##### Supplied records
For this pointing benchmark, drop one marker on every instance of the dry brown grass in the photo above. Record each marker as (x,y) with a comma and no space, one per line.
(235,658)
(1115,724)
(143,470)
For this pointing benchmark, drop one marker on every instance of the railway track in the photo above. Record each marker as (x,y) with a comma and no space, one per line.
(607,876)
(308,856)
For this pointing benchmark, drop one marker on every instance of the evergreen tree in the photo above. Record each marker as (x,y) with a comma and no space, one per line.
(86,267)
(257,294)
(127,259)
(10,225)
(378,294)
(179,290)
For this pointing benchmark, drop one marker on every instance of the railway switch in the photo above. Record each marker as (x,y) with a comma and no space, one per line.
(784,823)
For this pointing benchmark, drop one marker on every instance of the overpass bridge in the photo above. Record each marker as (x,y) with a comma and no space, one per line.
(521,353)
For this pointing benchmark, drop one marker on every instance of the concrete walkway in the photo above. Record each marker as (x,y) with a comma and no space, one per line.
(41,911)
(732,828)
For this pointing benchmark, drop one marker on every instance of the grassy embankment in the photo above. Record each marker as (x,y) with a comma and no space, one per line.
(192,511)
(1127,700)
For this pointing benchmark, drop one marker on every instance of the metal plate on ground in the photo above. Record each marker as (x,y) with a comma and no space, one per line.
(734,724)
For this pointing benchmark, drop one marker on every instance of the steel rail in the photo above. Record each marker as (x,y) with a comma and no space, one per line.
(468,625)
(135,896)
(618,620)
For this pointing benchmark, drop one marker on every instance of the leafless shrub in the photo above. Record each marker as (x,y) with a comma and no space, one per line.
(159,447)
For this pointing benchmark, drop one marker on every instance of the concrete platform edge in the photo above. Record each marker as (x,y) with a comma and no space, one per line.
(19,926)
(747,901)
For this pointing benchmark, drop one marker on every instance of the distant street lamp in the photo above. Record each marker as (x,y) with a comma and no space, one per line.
##########
* Exercise task: Copy out the entire listing above word for word, from its first line through its last.

* Exercise solution:
For this pointing benchmark, drop one marker on every instance of the dry brown grass in the photo above. Record each marker as (x,y) with a comma and no space, one per line.
(235,658)
(1115,724)
(143,470)
For this pointing benchmark, drop one marker on every instance of the railway track in the photo above. Record each marker as (x,y) with a comma and no space, one per line.
(607,876)
(308,856)
For this pointing benchmark, drop one marker on every instance of the evergreen tree in the photo above. Record each marker as (x,y) with a comma and no space, one per line.
(86,267)
(257,294)
(127,259)
(10,225)
(378,294)
(179,290)
For this pointing benchmark, drop one marker on every instance of the railway switch in the photo above. Record each marker as (x,y) with a comma and no space, one per line.
(784,823)
For this pointing benchmark, drop one marker on every instance of the overpass bridge in the photo above. Record each marker as (x,y) with a comma and no space, one per line.
(521,353)
For this pointing benchmark, drop one marker on every instance of the concrete walkway in the photo above. Record each marker as (x,y) with a comma and no space, one per line.
(41,911)
(732,828)
For this pointing benchmark, drop one marker on every instance of the grassy embankment in the photo above. Record each marker as (x,y) with a comma and no space, one per line.
(192,511)
(1127,700)
For this pointing benchmark, drop one marker on every instance of the metal plate on ground in the photo above. Record each marker as (x,y) with a comma and no space, one per line.
(734,724)
For this pointing benchmark, drop one marker on every instance of the steel rail in the photo above. Record each marker as (x,y) with a comma and no space, one per line.
(468,625)
(135,896)
(618,620)
For this pointing benchmark, drop one marker on every instance of the leafless shrub in the photo above. Record each marker as (x,y) with a comma and no space, one per line.
(159,447)
For this pointing benchmark, drop one marker on every instance of the concrete platform edge in the photo above. Record each marker as (x,y) with a comma and no space, one per line.
(19,926)
(747,901)
For this pointing benchmark, drop one marker on every instance of the distant street lamp in the photo above. Record each marker as (x,y) with a comma and no space, one per line.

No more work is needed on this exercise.